**Short task**.
Rewrite every line of the data below as a JSON list of strings, one string per line, omitting any blank lines.

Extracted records
----
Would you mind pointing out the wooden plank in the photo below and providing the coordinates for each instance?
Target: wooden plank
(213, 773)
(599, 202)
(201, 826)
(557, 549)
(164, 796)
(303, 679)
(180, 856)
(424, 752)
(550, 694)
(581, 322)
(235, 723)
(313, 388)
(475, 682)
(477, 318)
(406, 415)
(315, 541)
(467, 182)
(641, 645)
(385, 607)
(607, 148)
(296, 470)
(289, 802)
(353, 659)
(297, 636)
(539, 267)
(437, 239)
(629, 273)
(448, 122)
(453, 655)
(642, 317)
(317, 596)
----
**Correct answer**.
[
  "Would you mind pointing out the wooden plank in the photo below and providing the coordinates for each instance?",
  "Target: wooden plank",
  "(213, 773)",
  "(599, 202)",
  "(201, 826)",
  "(557, 549)",
  "(164, 796)",
  "(303, 679)",
  "(180, 856)",
  "(424, 752)",
  "(550, 694)",
  "(581, 322)",
  "(235, 723)",
  "(313, 388)",
  "(475, 682)",
  "(477, 318)",
  "(406, 415)",
  "(315, 541)",
  "(467, 182)",
  "(641, 645)",
  "(385, 607)",
  "(607, 148)",
  "(296, 470)",
  "(289, 802)",
  "(353, 659)",
  "(297, 636)",
  "(539, 267)",
  "(437, 239)",
  "(629, 273)",
  "(448, 122)",
  "(453, 655)",
  "(642, 317)",
  "(317, 596)"
]